(Natural language region descriptions)
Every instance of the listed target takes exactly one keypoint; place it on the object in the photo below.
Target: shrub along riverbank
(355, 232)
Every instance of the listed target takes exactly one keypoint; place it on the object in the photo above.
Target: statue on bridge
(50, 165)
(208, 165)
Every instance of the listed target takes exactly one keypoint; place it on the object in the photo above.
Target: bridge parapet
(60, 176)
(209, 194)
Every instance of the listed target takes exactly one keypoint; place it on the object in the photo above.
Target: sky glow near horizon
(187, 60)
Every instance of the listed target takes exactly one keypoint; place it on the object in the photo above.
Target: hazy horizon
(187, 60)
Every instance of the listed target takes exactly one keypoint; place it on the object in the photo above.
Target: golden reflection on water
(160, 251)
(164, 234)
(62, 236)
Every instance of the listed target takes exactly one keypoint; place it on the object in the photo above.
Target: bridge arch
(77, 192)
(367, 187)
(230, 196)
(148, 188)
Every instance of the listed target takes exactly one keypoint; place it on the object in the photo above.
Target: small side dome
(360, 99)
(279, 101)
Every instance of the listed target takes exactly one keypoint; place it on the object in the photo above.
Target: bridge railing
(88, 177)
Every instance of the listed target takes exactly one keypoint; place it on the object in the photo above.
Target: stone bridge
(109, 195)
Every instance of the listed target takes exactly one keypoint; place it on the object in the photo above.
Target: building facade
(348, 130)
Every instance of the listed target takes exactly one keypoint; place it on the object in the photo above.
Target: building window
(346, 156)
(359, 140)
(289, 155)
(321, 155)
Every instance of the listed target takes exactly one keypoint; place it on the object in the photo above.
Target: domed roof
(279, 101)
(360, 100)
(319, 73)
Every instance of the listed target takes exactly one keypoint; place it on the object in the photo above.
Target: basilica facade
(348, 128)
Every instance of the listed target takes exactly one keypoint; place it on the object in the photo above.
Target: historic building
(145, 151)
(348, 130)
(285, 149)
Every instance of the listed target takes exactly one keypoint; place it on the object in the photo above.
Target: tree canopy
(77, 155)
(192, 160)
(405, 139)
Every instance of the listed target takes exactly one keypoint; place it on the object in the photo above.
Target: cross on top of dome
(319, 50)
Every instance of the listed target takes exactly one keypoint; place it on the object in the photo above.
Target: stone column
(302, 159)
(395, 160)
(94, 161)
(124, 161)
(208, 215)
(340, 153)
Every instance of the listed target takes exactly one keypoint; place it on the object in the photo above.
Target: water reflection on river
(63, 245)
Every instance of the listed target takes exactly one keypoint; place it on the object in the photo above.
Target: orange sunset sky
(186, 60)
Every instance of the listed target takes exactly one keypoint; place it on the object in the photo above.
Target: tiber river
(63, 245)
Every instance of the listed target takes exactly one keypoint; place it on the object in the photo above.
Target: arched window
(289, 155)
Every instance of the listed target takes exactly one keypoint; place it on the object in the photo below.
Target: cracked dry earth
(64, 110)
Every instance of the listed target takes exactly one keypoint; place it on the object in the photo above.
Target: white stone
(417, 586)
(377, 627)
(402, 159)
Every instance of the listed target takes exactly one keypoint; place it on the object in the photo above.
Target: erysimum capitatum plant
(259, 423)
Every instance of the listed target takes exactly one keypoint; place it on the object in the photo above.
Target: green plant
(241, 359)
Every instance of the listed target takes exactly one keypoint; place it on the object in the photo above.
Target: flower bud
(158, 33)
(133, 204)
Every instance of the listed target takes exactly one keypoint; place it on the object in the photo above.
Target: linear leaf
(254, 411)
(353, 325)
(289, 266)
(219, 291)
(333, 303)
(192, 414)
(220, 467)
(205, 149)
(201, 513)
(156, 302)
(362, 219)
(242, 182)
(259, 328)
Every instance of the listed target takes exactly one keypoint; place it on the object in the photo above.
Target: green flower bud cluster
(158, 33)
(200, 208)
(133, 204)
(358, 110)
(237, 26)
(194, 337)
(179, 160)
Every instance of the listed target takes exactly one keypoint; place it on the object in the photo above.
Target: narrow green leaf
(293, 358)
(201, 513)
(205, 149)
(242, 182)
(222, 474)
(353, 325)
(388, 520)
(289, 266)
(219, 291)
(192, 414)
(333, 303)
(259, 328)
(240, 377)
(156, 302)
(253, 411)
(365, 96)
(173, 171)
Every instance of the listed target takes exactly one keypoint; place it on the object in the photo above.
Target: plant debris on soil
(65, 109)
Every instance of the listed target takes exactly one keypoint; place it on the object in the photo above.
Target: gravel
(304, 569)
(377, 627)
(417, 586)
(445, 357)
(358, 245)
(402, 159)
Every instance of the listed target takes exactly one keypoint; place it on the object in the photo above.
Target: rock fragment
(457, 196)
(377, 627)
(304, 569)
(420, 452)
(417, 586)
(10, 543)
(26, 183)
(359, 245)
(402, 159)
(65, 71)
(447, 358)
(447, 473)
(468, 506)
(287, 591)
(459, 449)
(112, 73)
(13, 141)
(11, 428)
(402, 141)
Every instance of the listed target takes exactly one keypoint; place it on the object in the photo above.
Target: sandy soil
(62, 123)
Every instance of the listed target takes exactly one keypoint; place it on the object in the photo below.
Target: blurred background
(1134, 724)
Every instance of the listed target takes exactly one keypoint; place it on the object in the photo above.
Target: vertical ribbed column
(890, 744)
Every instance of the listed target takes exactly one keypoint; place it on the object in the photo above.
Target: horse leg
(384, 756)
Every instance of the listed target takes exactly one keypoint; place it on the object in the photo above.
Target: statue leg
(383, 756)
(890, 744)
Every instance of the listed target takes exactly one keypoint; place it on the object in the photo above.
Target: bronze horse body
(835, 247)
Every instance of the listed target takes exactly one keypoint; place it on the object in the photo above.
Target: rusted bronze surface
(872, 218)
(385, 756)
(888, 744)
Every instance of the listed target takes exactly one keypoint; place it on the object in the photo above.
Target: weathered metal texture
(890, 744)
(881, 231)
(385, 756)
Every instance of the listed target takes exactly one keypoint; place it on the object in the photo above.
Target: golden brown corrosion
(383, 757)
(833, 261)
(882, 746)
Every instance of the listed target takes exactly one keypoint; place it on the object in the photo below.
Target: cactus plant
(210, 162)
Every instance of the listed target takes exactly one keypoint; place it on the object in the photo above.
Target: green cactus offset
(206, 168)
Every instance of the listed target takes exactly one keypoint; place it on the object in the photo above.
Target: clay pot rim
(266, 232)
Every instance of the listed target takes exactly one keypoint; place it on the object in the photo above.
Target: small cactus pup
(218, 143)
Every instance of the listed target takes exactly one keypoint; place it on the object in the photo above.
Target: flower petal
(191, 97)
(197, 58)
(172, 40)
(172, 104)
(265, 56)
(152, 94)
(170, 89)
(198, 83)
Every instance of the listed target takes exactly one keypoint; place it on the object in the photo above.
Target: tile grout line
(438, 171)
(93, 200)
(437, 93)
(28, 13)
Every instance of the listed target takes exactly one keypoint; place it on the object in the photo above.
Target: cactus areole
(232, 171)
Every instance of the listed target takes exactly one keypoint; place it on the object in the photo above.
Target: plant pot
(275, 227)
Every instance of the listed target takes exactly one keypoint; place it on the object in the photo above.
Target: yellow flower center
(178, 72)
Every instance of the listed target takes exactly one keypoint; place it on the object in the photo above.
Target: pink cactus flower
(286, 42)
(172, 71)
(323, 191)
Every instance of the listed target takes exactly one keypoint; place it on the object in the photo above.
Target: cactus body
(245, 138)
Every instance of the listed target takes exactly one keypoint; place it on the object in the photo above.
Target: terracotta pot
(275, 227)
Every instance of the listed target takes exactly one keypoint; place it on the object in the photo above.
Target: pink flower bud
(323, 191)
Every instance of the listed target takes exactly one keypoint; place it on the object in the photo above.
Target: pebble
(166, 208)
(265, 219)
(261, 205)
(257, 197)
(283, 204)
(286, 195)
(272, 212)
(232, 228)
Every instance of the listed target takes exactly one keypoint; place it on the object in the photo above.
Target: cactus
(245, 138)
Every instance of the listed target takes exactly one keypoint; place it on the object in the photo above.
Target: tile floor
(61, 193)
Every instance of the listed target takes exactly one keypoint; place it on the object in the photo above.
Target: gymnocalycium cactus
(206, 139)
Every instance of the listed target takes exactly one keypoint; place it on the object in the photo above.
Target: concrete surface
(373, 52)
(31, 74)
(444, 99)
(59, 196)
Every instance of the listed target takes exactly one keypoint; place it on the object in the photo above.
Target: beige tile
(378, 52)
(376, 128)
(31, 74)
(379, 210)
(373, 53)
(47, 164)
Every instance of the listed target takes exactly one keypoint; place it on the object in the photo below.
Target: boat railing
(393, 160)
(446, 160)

Work item —
Return the lines from the line containing "Target: gymnocalycium cactus" to the end of the entries above, exactly as they appear and with no other output.

Task solution —
Target: gymnocalycium cactus
(206, 139)
Every instance of the listed target takes exactly one keypoint; place it on the object in the photo above.
Target: concrete surface
(373, 52)
(31, 74)
(444, 99)
(59, 196)
Every instance of the listed target takes exactly one keypoint; place it on the object in the photo above.
Target: beige tile
(378, 52)
(376, 128)
(31, 74)
(379, 210)
(373, 53)
(47, 164)
Every instance of the listed target takes exactly one keypoint; place it on the object in the photo below.
Target: boat railing
(393, 160)
(446, 160)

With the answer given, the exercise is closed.